> _What you need to do_
Rename "call" to "endpoint" in the lines running from the line with "of the blurred" up to and including the line with "x=281, y=157", and write out only those lines with nothing else changed.

> _Given information_
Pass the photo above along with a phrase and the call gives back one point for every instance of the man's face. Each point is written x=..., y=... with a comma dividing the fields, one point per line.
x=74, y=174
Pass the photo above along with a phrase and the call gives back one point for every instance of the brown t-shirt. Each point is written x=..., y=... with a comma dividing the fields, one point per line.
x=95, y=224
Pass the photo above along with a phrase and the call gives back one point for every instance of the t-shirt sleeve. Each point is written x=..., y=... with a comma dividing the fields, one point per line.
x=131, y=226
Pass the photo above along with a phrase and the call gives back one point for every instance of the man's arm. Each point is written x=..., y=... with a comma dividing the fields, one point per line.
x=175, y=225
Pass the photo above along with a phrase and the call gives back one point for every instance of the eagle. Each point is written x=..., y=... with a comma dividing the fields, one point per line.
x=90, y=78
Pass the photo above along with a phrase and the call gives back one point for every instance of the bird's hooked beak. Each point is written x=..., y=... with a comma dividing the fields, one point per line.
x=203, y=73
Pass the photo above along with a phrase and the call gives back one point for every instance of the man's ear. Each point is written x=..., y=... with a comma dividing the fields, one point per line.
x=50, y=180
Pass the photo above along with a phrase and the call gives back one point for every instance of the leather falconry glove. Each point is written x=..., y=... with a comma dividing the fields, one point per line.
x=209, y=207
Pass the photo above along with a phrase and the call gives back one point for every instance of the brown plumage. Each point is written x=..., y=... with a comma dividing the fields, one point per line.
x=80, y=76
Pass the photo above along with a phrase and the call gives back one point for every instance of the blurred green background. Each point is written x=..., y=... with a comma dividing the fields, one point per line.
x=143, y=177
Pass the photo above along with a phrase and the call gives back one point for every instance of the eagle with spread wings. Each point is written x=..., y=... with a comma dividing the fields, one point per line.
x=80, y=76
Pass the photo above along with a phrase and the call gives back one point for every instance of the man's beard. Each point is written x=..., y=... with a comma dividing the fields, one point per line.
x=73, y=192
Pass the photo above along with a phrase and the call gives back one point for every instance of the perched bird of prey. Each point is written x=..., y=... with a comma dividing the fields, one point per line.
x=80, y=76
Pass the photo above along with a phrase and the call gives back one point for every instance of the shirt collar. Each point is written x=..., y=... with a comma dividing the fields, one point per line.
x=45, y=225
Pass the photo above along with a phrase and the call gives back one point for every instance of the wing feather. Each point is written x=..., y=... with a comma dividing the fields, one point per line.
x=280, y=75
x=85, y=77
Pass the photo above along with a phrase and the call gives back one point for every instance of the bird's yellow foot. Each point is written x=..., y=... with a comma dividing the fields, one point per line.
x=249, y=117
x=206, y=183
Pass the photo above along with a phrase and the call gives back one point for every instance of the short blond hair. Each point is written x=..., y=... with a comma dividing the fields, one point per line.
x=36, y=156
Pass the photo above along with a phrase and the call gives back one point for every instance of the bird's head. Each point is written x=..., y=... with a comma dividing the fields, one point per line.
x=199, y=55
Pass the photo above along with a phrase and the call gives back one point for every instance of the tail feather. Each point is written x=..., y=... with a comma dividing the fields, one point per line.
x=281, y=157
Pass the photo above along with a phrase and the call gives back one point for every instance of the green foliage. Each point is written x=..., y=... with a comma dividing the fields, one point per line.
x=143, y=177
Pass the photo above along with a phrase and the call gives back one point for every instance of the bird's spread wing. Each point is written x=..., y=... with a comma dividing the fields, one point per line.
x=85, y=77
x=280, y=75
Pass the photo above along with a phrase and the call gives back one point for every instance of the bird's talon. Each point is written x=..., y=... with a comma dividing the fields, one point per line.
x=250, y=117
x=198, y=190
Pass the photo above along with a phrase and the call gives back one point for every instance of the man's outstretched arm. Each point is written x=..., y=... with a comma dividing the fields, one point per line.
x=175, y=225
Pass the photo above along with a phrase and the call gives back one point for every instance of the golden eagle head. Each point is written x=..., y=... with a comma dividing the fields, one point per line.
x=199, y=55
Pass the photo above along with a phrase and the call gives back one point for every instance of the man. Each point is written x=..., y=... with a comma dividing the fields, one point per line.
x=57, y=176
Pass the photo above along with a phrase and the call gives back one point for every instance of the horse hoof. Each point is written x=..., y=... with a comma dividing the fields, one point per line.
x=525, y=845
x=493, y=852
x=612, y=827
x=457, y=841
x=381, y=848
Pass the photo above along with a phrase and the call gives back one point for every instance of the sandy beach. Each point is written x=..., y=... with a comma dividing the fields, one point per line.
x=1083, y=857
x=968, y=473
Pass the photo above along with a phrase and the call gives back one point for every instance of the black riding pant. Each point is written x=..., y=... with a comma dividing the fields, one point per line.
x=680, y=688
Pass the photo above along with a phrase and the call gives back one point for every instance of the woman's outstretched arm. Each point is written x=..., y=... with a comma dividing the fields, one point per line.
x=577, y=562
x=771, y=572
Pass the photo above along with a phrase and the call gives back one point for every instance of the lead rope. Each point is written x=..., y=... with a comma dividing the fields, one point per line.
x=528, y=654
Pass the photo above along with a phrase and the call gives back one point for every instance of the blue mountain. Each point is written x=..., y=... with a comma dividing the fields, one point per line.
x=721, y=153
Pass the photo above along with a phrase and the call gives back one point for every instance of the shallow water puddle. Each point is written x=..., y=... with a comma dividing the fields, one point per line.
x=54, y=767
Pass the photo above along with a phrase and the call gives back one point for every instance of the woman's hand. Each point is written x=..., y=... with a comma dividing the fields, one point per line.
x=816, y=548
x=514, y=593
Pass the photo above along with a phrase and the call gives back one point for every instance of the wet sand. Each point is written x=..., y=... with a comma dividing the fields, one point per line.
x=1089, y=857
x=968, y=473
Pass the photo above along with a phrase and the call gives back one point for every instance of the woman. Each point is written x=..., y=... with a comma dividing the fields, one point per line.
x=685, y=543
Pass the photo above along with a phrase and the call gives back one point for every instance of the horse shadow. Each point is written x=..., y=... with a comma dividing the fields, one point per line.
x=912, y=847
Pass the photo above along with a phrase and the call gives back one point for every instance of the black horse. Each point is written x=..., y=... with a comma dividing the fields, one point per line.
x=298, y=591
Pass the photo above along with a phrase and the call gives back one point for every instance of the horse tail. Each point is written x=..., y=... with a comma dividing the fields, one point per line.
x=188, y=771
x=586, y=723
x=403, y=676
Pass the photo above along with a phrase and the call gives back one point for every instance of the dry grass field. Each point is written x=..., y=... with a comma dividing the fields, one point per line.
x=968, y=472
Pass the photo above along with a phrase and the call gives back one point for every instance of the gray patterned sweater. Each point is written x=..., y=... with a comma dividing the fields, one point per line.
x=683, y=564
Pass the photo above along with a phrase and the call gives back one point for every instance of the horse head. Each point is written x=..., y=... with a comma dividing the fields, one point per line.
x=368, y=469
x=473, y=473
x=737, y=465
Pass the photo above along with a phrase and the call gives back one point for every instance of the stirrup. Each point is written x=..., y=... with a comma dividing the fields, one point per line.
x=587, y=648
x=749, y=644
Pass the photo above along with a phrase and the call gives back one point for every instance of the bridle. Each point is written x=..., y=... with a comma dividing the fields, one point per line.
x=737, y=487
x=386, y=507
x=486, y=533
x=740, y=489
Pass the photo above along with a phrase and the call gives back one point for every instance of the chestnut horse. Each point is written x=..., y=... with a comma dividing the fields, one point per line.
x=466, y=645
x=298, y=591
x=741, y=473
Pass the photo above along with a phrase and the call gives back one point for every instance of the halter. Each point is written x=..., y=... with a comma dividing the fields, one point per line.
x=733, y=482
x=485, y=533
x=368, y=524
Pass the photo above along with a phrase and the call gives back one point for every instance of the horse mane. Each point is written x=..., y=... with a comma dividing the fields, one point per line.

> _Task solution_
Pass the photo above along with a phrase and the endpoint gives back one point for every instance of the blurred green background. Each point is written x=..., y=... with a comma dividing the fields, one point per line.
x=143, y=177
Pass the photo above along with a phrase and the endpoint gives back one point for every instance of the eagle with spread wings. Each point is written x=..., y=... with a comma dividing the fields, one point per line.
x=80, y=76
Pass the photo above along with a phrase and the endpoint gives back one point for every instance of the man's beard. Each point is written x=..., y=... with a comma dividing the fields, one point per line.
x=73, y=192
Pass the photo above along with a phrase and the endpoint gives back one point for every instance of the perched bird of prey. Each point is written x=..., y=... with a comma dividing the fields, one point per line.
x=80, y=76
Pass the photo above along with a phrase and the endpoint gives back one point for every instance of the shirt collar. Each point is written x=..., y=... with a comma dividing the fields, one point per line.
x=45, y=225
Pass the photo above along with a phrase and the endpoint gives back one point for every instance of the wing feather. Each point is written x=..., y=... with a comma dividing the fields, one point per line.
x=280, y=75
x=85, y=77
Pass the photo above along with a phrase and the endpoint gives back one point for every instance of the bird's yellow foot. Each point is written x=..., y=... with a comma dividing the fields, one point per line.
x=249, y=117
x=206, y=183
Pass the photo above along with a phrase and the endpoint gives back one point for every instance of the short blond hair. Each point is written x=..., y=... with a comma dividing the fields, one point per line.
x=36, y=156
Pass the photo above along with a phrase and the endpoint gives back one point for every instance of the bird's head. Each point is written x=..., y=... with a comma dividing the fields, one point per line.
x=199, y=55
Pass the photo above along with a phrase and the endpoint gives back one point for every instance of the tail feather. Each point is written x=..., y=... with a comma dividing the fields, one point per line.
x=281, y=157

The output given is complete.